→ **Problem statement**: Copy word for word the stretch of the outreach text from "Moreover, I was" through "supported our research.".

*** Study text ***

The study summarizing these results was published in Nature Medicine (Ben Shaanan et al., 2016)
I have been involved with extensive public outreach programs including public talks for Technion alumni, talks given to senior populations across the country (at least two talks each year), a yearly talk for high school students, and participation in the education program for science teachers at middle schools and high schools. In addition, I participated in the brain awareness week in 2016 at Haifa University, and in 2017 at the Carmiel campus, Israel. Moreover, most of the students in my lab participate in voluntary activities in elementary and high schools through which they expose these students to modern neuroscience.
In another aspect of our outreach activities to bring neuroscience to the public, my group was involved as part of the FENS Kavli network, in the organization of public talks at local pubs during the FENS meeting at Copenhagen in June 2016. Following the success of this activity I plan to participate again in this forum in Berlin in 2018.
Moreover, I was in close contact with the media and our work was reported by the major news outlets across the world including: Wall Street Journal, Scientific American, Yahoo! News, The Straits Times, The Japan Times, Haaretz, voice of Asia, Daily Nation (Kenya), Breitbart News Network, Medindia, MarketWatch, Daily News & Analysis, Health Medicinet, Global Post, Health24, Emirates 24/7, China Post, Science and Life Russia, Nature Asia, The Economic Times and others. Finally, we routinely report our scientific achievements to the global community through my Twitter account and the Technion Facebook and Twitter accounts.

We greatly appreciate this CIG grant, which generously supported our research.

*** End of Study text ***
*** Exercise data ***

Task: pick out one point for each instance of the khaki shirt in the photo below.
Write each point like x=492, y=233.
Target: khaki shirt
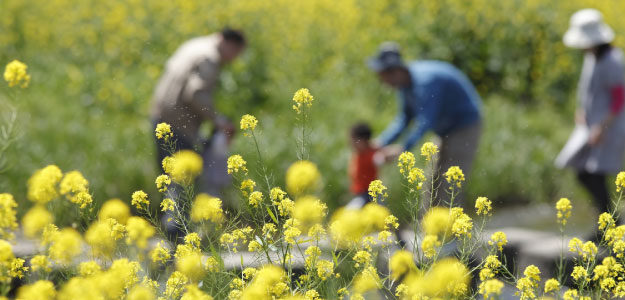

*** End of Exercise data ***

→ **Answer to this exercise**:
Moreover, I was in close contact with the media and our work was reported by the major news outlets across the world including: Wall Street Journal, Scientific American, Yahoo! News, The Straits Times, The Japan Times, Haaretz, voice of Asia, Daily Nation (Kenya), Breitbart News Network, Medindia, MarketWatch, Daily News & Analysis, Health Medicinet, Global Post, Health24, Emirates 24/7, China Post, Science and Life Russia, Nature Asia, The Economic Times and others. Finally, we routinely report our scientific achievements to the global community through my Twitter account and the Technion Facebook and Twitter accounts.

We greatly appreciate this CIG grant, which generously supported our research.